◆ WHAT IS EXPECTED
Records appear below. Give all of them again, exactly.

(WORKING DATA)

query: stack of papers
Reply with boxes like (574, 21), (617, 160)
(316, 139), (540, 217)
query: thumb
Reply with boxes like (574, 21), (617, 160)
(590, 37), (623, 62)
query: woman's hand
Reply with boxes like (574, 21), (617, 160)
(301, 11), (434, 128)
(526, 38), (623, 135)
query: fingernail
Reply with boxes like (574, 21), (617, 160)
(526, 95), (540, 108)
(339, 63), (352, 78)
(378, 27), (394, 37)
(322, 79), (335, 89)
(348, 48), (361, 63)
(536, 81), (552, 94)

(End WORKING DATA)

◆ RESULT
query: stack of papers
Reply with boxes like (574, 21), (617, 160)
(316, 139), (540, 217)
query: thumb
Reply with boxes like (574, 21), (617, 160)
(590, 37), (623, 62)
query: woman's hand
Reply with boxes like (574, 21), (617, 160)
(301, 11), (434, 128)
(526, 38), (623, 135)
query: fingernail
Reply with boxes like (574, 21), (617, 160)
(526, 95), (540, 108)
(339, 63), (352, 78)
(378, 27), (394, 37)
(322, 79), (335, 89)
(348, 48), (361, 63)
(536, 81), (552, 94)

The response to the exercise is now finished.